■ Excerpted text ■
-------------------------

In re Ruschig

Court of Customs and Patent Appeals
379 F.2d 990 (1967)
ELI5:

Rule of Law:

To satisfy the written description requirement of 35 U.S.C. § 112, a patent application's specification must do more than merely render a claimed chemical compound obvious or enable its creation; it must convey to one skilled in the art that the applicant had possession of and actually invented the specific compound being claimed.


Facts:

  • Appellants Ruschig et al. filed a patent application for a new class of chemical compounds, 'New Benzene Sulfonyl Ureas,' and a process for making them.
  • The application disclosed a broad genus of compounds, potentially encompassing over half a million different molecular structures, defined by a general formula with several variable components.
  • The specific compound N-(p-chlorobenzenesulfonyl)-N'-propylurea, later known as chlorpropamide, was not explicitly named or identified by its specific chemical formula within the application's text.
  • The application disclosed a list of at least 19 possible primary amine reactants that could be used in the synthesis, including n-propylamine, but did not single it out or give it preference over the others.
  • The application provided specific examples of twelve compounds from the broad class, but chlorpropamide was not among them.
  • One of the specific examples provided, N-(4-chlorobenzenesulfonyl)-N'-n-butyl urea, was a close chemical homolog of chlorpropamide, differing only by the use of n-butylamine instead of n-propylamine in its synthesis.

-------------------------

[Stored data entries]
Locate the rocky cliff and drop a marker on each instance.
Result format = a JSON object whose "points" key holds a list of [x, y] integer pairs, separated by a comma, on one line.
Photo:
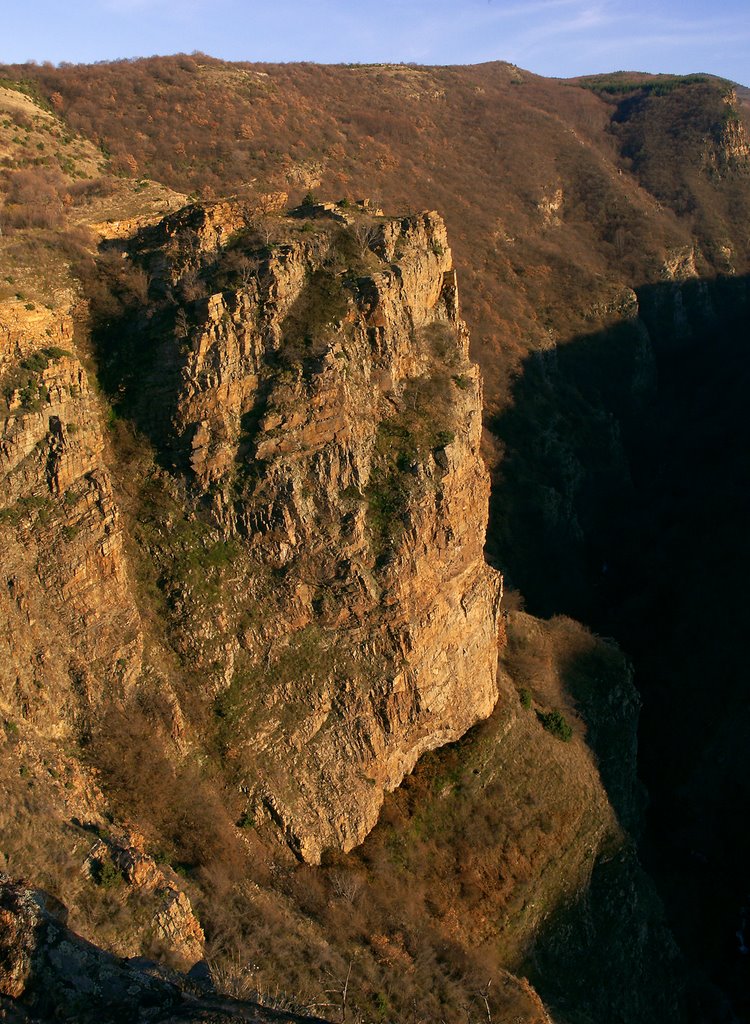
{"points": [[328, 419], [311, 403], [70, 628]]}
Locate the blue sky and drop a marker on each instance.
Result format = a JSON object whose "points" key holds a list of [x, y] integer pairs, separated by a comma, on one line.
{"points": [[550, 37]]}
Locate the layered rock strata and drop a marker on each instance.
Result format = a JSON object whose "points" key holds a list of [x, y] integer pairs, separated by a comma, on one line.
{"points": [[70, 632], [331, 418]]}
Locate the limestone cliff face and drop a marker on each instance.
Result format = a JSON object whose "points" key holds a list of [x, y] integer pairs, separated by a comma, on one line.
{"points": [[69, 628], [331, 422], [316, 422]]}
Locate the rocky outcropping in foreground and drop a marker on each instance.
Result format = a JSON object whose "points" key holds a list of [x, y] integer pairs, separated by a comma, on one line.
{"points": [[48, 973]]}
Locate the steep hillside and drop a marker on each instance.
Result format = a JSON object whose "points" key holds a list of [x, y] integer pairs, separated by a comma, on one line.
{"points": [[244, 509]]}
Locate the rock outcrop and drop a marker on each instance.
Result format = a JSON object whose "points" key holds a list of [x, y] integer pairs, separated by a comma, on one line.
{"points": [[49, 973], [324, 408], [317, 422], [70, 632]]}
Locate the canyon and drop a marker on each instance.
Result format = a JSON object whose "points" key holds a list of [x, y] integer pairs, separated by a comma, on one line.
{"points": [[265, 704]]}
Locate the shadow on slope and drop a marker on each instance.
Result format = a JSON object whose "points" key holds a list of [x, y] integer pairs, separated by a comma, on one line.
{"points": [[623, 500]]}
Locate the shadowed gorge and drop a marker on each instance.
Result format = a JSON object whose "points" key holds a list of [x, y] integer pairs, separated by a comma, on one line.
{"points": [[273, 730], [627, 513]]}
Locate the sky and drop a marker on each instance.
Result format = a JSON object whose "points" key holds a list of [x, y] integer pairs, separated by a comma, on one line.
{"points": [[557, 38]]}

-------------------------

■ What is required ■
Pick up the In re Ruschig case summary after its last fact and carry it forward. The listing above comes from a separate source.

■ Task output ■
Procedural Posture:

  • Ruschig et al. filed patent application serial No. 601,107 with the U.S. Patent Office.
  • The examiner suggested claim 13 to Ruschig for an interference proceeding against a Pfizer application.
  • An interference was declared, during which Pfizer moved to dissolve on the ground that Ruschig's disclosure did not support the claim; the examiner denied the motion.
  • The examiner later dissolved the interference, rejecting the claim as unpatentable over prior art.
  • Ruschig appealed the prior art rejection to the Patent Office Board of Appeals, which affirmed.
  • Ruschig then appealed to the Court of Customs and Patent Appeals, which reversed the Board's prior art rejection and remanded the case.
  • On remand, the examiner reopened prosecution and issued a new rejection of claim 13, this time for lack of support in the written description.
  • Ruschig appealed this new rejection to the Patent Office Board of Appeals, which affirmed the examiner's rejection.
  • Ruschig (appellant) now appeals the Board's decision on the lack of support to the Court of Customs and Patent Appeals.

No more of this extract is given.